▶ [What you have to do]: Reproduce the following lines verbatim, from the first line to the last.

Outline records
= = = = = = =
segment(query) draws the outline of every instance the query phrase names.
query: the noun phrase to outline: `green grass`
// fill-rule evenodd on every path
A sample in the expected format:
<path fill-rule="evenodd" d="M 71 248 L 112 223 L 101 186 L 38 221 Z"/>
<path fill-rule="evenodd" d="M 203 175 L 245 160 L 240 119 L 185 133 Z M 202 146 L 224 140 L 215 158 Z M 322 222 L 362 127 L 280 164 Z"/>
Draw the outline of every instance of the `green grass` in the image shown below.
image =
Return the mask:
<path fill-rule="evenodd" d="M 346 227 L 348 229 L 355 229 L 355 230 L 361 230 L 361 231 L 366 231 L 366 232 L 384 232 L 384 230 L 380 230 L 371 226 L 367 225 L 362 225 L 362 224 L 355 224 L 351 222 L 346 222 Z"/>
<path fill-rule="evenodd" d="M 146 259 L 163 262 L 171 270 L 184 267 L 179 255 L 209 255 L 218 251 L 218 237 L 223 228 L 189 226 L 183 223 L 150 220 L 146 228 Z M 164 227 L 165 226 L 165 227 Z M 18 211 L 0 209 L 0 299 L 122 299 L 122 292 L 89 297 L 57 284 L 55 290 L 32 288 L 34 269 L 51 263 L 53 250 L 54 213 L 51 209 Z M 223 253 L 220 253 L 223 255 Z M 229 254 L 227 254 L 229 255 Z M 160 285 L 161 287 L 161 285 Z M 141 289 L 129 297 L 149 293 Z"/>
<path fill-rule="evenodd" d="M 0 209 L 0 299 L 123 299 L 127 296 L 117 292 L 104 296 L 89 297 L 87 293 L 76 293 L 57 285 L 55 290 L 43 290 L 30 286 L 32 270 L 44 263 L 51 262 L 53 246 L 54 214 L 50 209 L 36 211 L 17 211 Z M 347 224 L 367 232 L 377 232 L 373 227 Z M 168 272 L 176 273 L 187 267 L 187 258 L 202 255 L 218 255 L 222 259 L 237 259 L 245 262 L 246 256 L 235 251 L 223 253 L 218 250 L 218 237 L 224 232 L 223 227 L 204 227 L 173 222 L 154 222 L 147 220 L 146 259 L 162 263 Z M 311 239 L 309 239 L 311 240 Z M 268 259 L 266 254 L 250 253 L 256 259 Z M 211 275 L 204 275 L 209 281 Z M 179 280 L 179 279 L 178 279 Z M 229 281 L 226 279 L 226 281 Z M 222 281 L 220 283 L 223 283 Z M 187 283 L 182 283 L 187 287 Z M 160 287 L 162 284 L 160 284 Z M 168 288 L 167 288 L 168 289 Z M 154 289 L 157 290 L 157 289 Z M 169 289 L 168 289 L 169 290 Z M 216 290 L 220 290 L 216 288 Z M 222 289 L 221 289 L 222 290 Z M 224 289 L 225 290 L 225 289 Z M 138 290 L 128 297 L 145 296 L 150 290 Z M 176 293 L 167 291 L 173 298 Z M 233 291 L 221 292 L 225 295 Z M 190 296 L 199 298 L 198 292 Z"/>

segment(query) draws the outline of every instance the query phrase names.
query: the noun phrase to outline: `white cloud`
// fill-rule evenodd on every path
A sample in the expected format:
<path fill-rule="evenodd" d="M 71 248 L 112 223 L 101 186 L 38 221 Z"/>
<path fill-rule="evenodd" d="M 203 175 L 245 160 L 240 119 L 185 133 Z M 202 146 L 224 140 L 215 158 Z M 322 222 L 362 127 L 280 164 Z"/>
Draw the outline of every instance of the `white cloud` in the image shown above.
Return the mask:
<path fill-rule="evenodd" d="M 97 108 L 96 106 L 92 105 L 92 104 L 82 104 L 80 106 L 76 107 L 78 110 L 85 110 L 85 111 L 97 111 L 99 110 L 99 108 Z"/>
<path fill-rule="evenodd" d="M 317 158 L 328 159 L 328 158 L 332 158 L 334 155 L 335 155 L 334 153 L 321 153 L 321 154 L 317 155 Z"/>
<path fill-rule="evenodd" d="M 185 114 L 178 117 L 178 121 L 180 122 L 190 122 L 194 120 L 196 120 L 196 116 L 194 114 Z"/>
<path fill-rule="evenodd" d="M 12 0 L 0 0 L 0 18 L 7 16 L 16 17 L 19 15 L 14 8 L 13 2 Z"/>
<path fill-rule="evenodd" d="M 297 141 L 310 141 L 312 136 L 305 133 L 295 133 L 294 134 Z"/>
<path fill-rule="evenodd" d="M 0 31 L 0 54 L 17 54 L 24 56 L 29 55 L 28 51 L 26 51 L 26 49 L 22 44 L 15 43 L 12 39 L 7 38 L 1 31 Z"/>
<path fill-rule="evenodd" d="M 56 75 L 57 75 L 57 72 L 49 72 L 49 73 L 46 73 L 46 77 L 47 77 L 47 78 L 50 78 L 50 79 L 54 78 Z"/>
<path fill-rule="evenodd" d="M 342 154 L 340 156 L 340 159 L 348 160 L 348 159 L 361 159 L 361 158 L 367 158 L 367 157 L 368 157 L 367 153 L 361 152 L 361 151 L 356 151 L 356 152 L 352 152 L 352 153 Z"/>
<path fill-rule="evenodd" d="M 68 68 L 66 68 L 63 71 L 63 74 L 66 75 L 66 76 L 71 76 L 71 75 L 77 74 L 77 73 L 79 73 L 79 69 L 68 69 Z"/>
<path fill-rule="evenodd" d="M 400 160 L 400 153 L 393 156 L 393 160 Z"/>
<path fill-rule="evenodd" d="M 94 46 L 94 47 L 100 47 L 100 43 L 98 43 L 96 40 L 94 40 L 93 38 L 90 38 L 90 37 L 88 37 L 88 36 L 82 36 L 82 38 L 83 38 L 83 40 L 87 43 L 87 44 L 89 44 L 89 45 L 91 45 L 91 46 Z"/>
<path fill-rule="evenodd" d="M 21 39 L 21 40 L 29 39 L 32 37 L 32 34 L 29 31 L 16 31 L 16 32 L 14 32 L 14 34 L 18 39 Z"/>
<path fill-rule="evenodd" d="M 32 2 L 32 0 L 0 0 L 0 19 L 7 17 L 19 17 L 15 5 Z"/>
= = = = = = =
▶ [Output for this task]:
segment(query) draws the outline of every instance the query phrase names.
query: the noun phrase to outline: `green grass`
// fill-rule evenodd on every path
A sample in the expected format:
<path fill-rule="evenodd" d="M 71 248 L 112 223 L 101 186 L 38 221 Z"/>
<path fill-rule="evenodd" d="M 203 175 L 245 160 L 240 119 L 185 133 Z M 202 146 L 224 140 L 215 158 Z M 322 222 L 362 127 L 280 164 Z"/>
Draw the outline of every instance of the `green grass` in the image shown below.
image =
Return the mask:
<path fill-rule="evenodd" d="M 346 227 L 348 229 L 355 229 L 355 230 L 361 230 L 361 231 L 366 231 L 366 232 L 384 232 L 384 230 L 380 230 L 371 226 L 367 225 L 362 225 L 362 224 L 355 224 L 351 222 L 346 222 Z"/>
<path fill-rule="evenodd" d="M 146 259 L 163 262 L 171 270 L 184 267 L 179 255 L 209 255 L 218 251 L 218 237 L 223 228 L 189 226 L 183 223 L 150 220 L 146 228 Z M 164 227 L 165 226 L 165 227 Z M 18 211 L 0 209 L 0 299 L 122 299 L 122 292 L 89 297 L 57 284 L 55 290 L 32 288 L 34 269 L 51 263 L 53 250 L 54 213 L 51 209 Z M 223 253 L 220 253 L 223 255 Z M 229 254 L 227 254 L 229 255 Z M 160 285 L 161 287 L 161 285 Z M 141 289 L 129 297 L 149 293 Z"/>
<path fill-rule="evenodd" d="M 0 209 L 0 299 L 123 299 L 127 296 L 117 292 L 104 296 L 89 297 L 87 293 L 76 293 L 57 285 L 55 290 L 43 290 L 30 286 L 32 270 L 44 263 L 51 262 L 53 246 L 54 214 L 50 209 L 36 211 L 17 211 Z M 347 224 L 367 232 L 377 232 L 373 227 Z M 168 272 L 176 273 L 187 267 L 187 258 L 202 255 L 218 255 L 222 259 L 237 259 L 245 262 L 246 256 L 235 251 L 223 253 L 218 250 L 218 237 L 224 232 L 223 227 L 204 227 L 173 222 L 154 222 L 147 220 L 146 259 L 162 263 Z M 311 239 L 309 239 L 311 240 Z M 268 259 L 266 254 L 250 253 L 256 259 Z M 211 275 L 204 275 L 209 281 Z M 179 280 L 179 279 L 178 279 Z M 229 281 L 226 279 L 226 281 Z M 222 281 L 220 283 L 223 283 Z M 187 283 L 182 283 L 187 287 Z M 160 287 L 162 284 L 160 284 Z M 168 288 L 167 288 L 168 289 Z M 154 289 L 157 290 L 157 289 Z M 169 289 L 168 289 L 169 290 Z M 216 290 L 220 290 L 216 288 Z M 222 289 L 221 289 L 222 290 Z M 224 289 L 225 290 L 225 289 Z M 138 290 L 128 297 L 145 296 L 150 290 Z M 176 293 L 167 291 L 173 298 Z M 233 291 L 221 292 L 225 295 Z M 190 296 L 199 298 L 198 292 Z"/>

segment(query) draws the outline of every instance the query phrase names.
query: the noun phrase to outline: `white cloud`
// fill-rule evenodd on every path
A sample in the expected format:
<path fill-rule="evenodd" d="M 71 248 L 112 223 L 101 186 L 38 221 Z"/>
<path fill-rule="evenodd" d="M 203 175 L 245 160 L 240 119 L 185 133 Z M 202 146 L 224 140 L 215 158 Z M 322 222 L 362 127 L 280 164 Z"/>
Draw the outline of every instance of the `white cloud` in the image shown above.
Return the mask:
<path fill-rule="evenodd" d="M 97 108 L 96 106 L 92 105 L 92 104 L 82 104 L 80 106 L 76 107 L 78 110 L 85 110 L 85 111 L 97 111 L 99 110 L 99 108 Z"/>
<path fill-rule="evenodd" d="M 317 158 L 328 159 L 328 158 L 332 158 L 334 155 L 335 155 L 334 153 L 321 153 L 321 154 L 317 155 Z"/>
<path fill-rule="evenodd" d="M 185 114 L 178 117 L 178 121 L 180 122 L 190 122 L 194 120 L 196 120 L 196 116 L 194 114 Z"/>
<path fill-rule="evenodd" d="M 12 0 L 0 0 L 0 18 L 7 16 L 16 17 L 19 15 L 14 8 L 13 2 Z"/>
<path fill-rule="evenodd" d="M 297 141 L 310 141 L 312 136 L 305 133 L 295 133 L 294 134 Z"/>
<path fill-rule="evenodd" d="M 0 31 L 0 54 L 17 54 L 24 56 L 29 55 L 28 51 L 26 51 L 26 49 L 22 44 L 15 43 L 12 39 L 7 38 L 1 31 Z"/>
<path fill-rule="evenodd" d="M 56 75 L 57 75 L 57 72 L 49 72 L 49 73 L 46 73 L 46 77 L 47 77 L 47 78 L 50 78 L 50 79 L 54 78 Z"/>
<path fill-rule="evenodd" d="M 342 154 L 340 156 L 340 159 L 348 160 L 348 159 L 361 159 L 361 158 L 367 158 L 367 157 L 368 157 L 367 153 L 361 152 L 361 151 L 356 151 L 356 152 L 352 152 L 352 153 Z"/>
<path fill-rule="evenodd" d="M 68 68 L 66 68 L 63 71 L 63 74 L 66 75 L 66 76 L 71 76 L 71 75 L 77 74 L 77 73 L 79 73 L 79 69 L 68 69 Z"/>
<path fill-rule="evenodd" d="M 400 160 L 400 153 L 393 156 L 393 160 Z"/>
<path fill-rule="evenodd" d="M 94 46 L 94 47 L 100 47 L 100 43 L 98 43 L 96 40 L 94 40 L 93 38 L 90 38 L 90 37 L 88 37 L 88 36 L 82 36 L 82 38 L 83 38 L 83 40 L 87 43 L 87 44 L 89 44 L 89 45 L 91 45 L 91 46 Z"/>
<path fill-rule="evenodd" d="M 21 39 L 21 40 L 29 39 L 32 37 L 32 34 L 29 31 L 16 31 L 16 32 L 14 32 L 14 34 L 18 39 Z"/>
<path fill-rule="evenodd" d="M 32 2 L 32 0 L 0 0 L 0 19 L 7 17 L 19 17 L 15 5 Z"/>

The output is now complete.